- _Tasks to complete_:
**a)** In the article on Chinese American mental health, what organization is Elaine Peng president and CEO of?
**b)** According to the article on Chinese American mental health, what barriers to mental health access for Asian American communities did a recent report find? List all of them.

- _Text shown_:

■ ■ ■ ■ ■ ■ ■

By LIA ZHU | China Daily | Updated: 2024-03-14 09:39

Chinese Americans are often reluctant to discuss their state of mental health because of social stigma, a community advocate has said.

"Mental illness is a taboo subject that Chinese Americans often avoid discussing," Elaine Peng, president and CEO of the Mental Health Association for Chinese Communities in the Bay Area, said. "Traditional Chinese culture views mental health problems as a source of shame and weakness, causing individuals and families to 'lose face' if acknowledged."

The COVID-19 pandemic further exacerbated these challenges, and the rise in anti-Asian rhetoric and hate crimes deeply affected the safety and well-being of Asian Americans, particularly elders, Peng said.

Peng's comments follow a recent report that found systemic racism, anti-Asian rhetoric and cultural stigma continue to create significant barriers to mental health access for Asian American communities.

"Asian American communities have faced a long history of discrimination, racism and inequitable US policies that have significant implications for their mental health today," said Connie Tan, lead author of the report released by the UCLA Center for Health Policy Research and AAPI Data last week using data from the 2020-22 California Health Interview Surveys.

The pandemic and rise in anti-Asian rhetoric especially highlighted the deep need for mental healthcare among Asian American communities, said Tan, a research analyst at AAPI Data.

■ ■ ■ ■ ■ ■ ■

Region pointing data:
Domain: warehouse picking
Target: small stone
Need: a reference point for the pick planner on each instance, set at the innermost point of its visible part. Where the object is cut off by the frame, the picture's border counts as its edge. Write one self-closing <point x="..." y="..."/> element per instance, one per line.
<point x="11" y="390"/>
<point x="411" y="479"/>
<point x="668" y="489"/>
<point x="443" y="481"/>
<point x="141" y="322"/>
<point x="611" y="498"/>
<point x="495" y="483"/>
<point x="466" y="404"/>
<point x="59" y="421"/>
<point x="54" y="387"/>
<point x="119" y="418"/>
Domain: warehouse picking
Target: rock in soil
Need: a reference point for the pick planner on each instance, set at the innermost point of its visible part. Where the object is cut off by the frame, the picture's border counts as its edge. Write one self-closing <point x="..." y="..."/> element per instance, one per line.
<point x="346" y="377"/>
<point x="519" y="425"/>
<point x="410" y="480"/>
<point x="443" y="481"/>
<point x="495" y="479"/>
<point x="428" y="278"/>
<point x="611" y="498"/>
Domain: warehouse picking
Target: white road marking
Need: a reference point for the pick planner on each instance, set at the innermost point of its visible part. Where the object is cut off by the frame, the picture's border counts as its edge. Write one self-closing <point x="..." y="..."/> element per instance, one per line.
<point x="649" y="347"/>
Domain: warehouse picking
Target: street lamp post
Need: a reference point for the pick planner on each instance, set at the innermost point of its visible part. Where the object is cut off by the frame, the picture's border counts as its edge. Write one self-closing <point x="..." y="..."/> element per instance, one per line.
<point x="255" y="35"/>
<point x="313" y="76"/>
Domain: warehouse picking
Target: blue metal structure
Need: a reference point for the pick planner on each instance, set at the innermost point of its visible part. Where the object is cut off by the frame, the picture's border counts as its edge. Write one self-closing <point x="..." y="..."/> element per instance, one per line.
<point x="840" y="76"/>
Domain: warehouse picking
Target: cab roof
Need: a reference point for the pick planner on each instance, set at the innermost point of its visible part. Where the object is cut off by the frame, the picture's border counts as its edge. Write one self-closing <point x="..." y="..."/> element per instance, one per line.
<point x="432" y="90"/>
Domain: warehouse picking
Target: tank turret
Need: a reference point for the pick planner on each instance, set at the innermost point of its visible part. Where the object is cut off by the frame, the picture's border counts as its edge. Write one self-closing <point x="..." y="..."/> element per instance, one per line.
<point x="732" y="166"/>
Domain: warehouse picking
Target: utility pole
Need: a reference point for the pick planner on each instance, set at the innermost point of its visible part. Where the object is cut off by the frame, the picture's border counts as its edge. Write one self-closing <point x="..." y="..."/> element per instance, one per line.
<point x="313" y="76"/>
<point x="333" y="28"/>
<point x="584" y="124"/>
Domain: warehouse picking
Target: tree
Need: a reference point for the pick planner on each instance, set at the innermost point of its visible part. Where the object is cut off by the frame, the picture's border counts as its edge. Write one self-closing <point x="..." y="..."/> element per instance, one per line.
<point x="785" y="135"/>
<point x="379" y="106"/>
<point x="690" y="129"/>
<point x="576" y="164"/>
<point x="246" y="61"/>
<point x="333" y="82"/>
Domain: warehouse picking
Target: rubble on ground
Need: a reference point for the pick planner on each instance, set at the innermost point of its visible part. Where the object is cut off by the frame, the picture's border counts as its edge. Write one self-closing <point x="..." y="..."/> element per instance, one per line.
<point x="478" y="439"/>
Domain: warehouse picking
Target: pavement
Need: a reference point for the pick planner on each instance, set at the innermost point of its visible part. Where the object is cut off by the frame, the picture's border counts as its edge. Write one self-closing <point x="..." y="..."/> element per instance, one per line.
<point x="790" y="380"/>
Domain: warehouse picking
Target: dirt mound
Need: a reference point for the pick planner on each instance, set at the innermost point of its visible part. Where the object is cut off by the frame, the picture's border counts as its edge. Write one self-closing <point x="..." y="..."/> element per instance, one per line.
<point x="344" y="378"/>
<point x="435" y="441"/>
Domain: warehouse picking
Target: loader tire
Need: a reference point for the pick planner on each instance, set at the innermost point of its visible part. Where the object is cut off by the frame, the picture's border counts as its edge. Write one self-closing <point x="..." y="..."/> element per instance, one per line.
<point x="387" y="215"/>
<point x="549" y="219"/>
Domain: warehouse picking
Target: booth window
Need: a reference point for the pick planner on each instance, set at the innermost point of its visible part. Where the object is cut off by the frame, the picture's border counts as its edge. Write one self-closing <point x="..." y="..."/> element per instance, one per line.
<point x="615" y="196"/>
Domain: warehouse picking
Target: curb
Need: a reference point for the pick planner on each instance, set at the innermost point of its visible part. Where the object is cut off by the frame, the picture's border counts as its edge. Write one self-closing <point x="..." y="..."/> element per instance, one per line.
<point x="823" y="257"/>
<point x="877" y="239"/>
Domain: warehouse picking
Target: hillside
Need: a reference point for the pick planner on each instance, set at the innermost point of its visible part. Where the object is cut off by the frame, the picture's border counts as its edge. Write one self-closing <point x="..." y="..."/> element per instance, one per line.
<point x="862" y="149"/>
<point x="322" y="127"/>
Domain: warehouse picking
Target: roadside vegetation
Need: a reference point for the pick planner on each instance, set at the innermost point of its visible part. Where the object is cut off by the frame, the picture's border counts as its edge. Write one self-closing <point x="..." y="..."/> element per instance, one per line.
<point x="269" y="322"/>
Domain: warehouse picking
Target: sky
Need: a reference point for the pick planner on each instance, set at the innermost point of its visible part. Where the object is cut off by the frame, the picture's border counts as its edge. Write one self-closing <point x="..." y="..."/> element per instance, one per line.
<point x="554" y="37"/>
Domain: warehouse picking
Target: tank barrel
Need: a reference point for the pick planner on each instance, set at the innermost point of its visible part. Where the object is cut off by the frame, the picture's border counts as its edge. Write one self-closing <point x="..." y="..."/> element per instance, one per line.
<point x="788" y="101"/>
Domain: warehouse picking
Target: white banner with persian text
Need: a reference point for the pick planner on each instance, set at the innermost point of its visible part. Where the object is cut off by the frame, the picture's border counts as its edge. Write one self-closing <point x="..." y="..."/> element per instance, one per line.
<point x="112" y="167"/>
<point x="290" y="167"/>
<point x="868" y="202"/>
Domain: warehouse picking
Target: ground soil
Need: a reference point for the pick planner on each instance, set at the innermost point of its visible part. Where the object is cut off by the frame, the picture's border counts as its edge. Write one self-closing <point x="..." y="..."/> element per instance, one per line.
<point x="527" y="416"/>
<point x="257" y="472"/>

■ ■ ■ ■ ■ ■ ■

- _Solved tasks_:
**a)** The Mental Health Association for Chinese Communities in the Bay Area.

**b)** Systemic racism, anti-Asian rhetoric, and cultural stigma.